### Texte de l'exercice
*****

Parmi les nombreux congrès qui se tiennent à Rome à la fin de cet été, plusieurs sont organisés par des associations de médecins pour étudier des questions intéressant directement la pratique actuelle de cette noble profession. Mais, élargissant le cadre ordinaire de vos préoccupations, vous avez voulu, Messieurs, dans votre XIVe Congrès International d'Histoire de la Médecine, inscrire au programme quelques thèmes de portée plus générale dignes de retenir l'attention de quiconque s'intéresse aux problèmes culturels. Aussi sommes-Nous très heureux de vous recevoir en cette occasion pour vous féliciter et souhaiter à ces rencontres le plus grand fruit.

Le rythme étonnamment rapide qui entraîne depuis plus de cent ans l'évolution des sciences n'a pas manqué de provoquer les plus heureuses conséquences dans le domaine de l'art de guérir. En même temps que s'approfondissait au siècle dernier la connaissance du corps humain, de sa structure et de ses fonctions, l'avènement de la microbiologie lançait la médecine dans la voie d'un progrès tellement radical que l'on a peine à comprendre les idées et les pratiques des médecins qui vécurent à une époque moins fortunée. Et pourtant, les conceptions actuelles en anatomie, physiologie et pathologie, la précision des méthodes modernes de recherche ne constituent que l'aboutissement de longs tâtonnements et la continuation d'une route particulièrement difficile. Compléter le tableau magnifique de l'histoire de la médecine, en éclairer les points obscurs, préciser tel ou tel trait des figures d'avant-plan ou des disciples plus modestes qui appliquent et vérifient les intuitions des maîtres, redresser aussi les interprétations inexactes qui défigurent la réalité, telle est, Messieurs, la tâche que vous vous proposez.

*****

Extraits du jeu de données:
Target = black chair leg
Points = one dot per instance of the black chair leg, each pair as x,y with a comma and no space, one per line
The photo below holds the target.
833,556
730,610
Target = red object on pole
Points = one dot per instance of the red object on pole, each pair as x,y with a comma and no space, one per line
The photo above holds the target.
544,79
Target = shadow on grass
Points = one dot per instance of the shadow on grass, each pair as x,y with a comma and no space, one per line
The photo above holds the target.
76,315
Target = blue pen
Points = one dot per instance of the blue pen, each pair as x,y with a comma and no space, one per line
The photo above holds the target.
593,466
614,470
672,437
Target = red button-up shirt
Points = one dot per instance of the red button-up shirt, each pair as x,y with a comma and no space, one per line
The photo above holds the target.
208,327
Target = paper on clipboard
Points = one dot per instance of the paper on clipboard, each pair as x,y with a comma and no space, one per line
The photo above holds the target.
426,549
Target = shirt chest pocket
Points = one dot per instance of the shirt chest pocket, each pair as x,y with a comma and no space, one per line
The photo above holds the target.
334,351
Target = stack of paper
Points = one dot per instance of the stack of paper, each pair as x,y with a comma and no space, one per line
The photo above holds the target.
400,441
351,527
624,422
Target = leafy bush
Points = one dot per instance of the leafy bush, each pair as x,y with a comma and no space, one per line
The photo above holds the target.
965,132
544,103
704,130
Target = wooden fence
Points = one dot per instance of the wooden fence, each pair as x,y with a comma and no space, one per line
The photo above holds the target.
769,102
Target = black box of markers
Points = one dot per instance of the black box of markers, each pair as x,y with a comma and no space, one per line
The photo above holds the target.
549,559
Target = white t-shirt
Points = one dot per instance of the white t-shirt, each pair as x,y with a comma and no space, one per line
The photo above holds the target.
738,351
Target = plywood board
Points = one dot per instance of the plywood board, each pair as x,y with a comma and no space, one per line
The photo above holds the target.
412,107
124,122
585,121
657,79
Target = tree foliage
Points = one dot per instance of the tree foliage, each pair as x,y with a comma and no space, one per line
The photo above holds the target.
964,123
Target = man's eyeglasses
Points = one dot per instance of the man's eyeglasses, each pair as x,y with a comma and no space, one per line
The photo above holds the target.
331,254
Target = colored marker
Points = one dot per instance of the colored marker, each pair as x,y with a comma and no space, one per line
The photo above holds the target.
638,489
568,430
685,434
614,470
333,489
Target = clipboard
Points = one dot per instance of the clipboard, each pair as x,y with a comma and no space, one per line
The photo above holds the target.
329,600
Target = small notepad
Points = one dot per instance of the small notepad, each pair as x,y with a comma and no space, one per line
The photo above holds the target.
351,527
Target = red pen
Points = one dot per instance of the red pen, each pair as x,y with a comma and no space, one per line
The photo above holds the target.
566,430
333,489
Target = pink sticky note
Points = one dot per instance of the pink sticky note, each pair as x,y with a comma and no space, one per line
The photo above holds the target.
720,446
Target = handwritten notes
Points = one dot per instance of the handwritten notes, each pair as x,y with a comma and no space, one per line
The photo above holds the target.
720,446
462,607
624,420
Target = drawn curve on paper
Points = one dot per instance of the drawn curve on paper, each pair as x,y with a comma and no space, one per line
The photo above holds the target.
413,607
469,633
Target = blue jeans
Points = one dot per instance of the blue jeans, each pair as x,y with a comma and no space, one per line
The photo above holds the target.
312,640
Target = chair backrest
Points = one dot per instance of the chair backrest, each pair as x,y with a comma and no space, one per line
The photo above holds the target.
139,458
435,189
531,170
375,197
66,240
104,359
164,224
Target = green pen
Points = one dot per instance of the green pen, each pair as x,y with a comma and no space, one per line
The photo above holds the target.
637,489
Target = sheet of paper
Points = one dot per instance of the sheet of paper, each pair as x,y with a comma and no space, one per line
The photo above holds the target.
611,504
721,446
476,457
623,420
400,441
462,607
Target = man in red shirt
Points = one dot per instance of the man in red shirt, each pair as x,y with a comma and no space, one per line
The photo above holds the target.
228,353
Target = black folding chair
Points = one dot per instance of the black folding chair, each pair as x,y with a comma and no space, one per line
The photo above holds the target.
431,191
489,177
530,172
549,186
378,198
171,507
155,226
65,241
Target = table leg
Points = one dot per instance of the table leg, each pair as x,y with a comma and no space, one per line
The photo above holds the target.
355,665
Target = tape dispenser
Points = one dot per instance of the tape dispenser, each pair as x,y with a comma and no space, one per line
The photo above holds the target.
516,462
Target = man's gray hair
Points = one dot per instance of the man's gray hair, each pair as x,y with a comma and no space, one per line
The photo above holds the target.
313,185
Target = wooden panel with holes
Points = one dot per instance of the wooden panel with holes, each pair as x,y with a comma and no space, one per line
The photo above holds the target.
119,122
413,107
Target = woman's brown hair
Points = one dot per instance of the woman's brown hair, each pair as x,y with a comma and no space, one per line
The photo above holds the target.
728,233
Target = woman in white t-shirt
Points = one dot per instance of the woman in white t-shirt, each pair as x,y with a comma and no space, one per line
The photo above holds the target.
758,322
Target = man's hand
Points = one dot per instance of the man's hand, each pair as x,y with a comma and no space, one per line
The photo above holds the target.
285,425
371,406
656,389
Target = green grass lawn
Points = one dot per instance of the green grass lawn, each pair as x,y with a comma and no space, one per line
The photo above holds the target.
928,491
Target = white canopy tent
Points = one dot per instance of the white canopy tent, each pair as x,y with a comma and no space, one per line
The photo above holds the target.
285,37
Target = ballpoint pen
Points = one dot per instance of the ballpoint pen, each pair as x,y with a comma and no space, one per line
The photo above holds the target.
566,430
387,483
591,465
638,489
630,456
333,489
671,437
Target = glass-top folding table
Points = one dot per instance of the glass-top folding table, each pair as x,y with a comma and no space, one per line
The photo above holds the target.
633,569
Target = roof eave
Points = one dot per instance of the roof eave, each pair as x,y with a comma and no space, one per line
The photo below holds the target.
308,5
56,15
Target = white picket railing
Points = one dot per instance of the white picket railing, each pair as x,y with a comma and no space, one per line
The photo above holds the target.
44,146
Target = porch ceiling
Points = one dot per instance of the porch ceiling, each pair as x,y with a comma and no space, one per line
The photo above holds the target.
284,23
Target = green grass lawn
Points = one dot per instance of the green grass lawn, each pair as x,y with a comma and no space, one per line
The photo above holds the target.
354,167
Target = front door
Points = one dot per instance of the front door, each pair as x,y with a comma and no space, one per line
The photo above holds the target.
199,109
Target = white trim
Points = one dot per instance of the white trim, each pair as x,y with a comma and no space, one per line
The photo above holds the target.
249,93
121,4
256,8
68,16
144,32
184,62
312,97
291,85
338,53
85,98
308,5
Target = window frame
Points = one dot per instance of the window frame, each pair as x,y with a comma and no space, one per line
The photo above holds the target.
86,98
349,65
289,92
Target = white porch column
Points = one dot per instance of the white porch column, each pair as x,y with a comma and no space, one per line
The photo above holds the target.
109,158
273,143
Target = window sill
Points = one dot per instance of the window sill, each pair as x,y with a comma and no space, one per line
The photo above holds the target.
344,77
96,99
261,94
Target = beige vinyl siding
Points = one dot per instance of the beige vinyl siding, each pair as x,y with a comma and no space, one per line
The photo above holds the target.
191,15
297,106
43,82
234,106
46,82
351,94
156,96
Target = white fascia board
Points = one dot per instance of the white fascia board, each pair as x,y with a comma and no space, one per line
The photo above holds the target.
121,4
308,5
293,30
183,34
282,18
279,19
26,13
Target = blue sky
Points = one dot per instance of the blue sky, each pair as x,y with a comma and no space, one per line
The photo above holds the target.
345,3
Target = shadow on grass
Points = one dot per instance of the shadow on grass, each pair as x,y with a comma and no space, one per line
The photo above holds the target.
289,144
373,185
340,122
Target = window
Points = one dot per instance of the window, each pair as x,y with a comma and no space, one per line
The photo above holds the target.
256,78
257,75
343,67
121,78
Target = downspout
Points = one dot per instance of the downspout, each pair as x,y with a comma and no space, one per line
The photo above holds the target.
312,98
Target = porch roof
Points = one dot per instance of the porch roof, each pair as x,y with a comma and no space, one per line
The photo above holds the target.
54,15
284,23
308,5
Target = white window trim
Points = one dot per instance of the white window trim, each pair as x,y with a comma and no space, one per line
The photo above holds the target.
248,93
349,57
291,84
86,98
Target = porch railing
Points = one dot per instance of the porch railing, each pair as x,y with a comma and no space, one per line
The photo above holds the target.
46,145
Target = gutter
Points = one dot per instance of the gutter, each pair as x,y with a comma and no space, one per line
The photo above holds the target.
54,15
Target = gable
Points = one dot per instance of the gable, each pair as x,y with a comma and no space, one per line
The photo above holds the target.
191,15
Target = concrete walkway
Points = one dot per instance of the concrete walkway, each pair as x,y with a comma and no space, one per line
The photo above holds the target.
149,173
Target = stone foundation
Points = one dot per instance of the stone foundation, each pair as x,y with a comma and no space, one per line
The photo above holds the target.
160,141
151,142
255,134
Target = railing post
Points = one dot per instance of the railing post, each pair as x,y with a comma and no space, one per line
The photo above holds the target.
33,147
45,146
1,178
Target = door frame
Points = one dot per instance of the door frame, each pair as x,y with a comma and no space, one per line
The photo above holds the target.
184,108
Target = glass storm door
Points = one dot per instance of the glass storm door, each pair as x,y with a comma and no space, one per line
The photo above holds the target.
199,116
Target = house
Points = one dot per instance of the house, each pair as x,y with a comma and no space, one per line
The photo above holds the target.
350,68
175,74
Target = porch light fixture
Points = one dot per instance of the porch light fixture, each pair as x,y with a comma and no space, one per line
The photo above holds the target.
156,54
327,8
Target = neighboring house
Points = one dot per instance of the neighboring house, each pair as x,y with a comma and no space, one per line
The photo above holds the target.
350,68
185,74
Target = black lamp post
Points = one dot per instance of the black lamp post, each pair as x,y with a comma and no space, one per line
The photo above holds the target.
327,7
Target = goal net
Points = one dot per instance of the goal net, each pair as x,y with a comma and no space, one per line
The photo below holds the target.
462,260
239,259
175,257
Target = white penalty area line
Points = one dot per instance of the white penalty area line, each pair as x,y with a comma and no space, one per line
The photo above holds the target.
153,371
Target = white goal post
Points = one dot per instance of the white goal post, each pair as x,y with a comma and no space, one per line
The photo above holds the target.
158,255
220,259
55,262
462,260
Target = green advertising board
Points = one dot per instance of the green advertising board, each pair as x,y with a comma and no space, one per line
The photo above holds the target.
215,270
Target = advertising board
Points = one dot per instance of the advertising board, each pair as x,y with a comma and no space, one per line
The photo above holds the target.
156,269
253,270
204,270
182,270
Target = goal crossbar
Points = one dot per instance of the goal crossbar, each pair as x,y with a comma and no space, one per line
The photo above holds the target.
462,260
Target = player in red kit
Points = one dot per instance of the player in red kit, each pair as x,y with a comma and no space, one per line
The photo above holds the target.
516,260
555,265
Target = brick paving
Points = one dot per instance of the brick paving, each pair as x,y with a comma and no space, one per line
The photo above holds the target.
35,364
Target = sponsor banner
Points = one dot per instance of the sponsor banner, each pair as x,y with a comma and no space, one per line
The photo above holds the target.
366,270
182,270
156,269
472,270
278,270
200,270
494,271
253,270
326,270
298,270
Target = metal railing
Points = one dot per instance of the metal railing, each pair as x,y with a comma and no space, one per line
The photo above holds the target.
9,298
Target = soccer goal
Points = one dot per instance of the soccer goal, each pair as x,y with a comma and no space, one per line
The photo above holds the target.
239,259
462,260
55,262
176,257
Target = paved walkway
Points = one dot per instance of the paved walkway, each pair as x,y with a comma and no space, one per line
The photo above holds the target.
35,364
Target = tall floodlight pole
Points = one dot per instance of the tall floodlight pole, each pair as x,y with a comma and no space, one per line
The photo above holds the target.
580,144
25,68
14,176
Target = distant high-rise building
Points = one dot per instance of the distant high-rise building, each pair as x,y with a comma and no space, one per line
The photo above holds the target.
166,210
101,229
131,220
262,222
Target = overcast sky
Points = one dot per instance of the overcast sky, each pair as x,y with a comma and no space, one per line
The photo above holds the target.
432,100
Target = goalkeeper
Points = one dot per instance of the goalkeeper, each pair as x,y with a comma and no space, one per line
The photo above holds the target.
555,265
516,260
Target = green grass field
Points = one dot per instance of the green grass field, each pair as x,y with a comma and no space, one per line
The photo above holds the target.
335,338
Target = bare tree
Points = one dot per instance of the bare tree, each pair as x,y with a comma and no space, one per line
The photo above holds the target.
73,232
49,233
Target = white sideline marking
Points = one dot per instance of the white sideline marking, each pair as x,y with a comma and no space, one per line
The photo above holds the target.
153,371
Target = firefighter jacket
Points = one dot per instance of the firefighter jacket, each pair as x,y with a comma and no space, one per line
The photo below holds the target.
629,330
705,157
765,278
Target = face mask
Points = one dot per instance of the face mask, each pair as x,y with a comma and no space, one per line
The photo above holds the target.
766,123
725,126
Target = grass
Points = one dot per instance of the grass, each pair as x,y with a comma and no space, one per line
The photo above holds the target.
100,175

*****

### Exercices
1. Selon le texte sur l'histoire de la médecine, quel congrès réunit les personnes auxquelles il s'adresse ?
2. Résumez plus brièvement le paragraphe du texte sur l'histoire de la médecine qui commence par « Le rythme étonnamment rapide », en gardant ses faits principaux.

### Corrigé par exercice
1. Le XIVe Congrès International d'Histoire de la Médecine.

2. Depuis plus de cent ans, l'évolution rapide des sciences a eu d'heureuses conséquences pour l'art de guérir. Au siècle dernier, la connaissance du corps humain s'est approfondie, et la microbiologie a fait progresser la médecine si radicalement que les idées et les pratiques des médecins d'autrefois sont devenues difficiles à comprendre. Pourtant, les conceptions actuelles en anatomie, en physiologie et en pathologie, ainsi que les méthodes modernes de recherche, sont l'aboutissement de longs tâtonnements. La tâche que se proposent les personnes auxquelles s'adresse le texte consiste à compléter l'histoire de la médecine et à en éclairer les points obscurs. Elles veulent aussi préciser les traits des maîtres et de leurs disciples, et redresser les interprétations inexactes.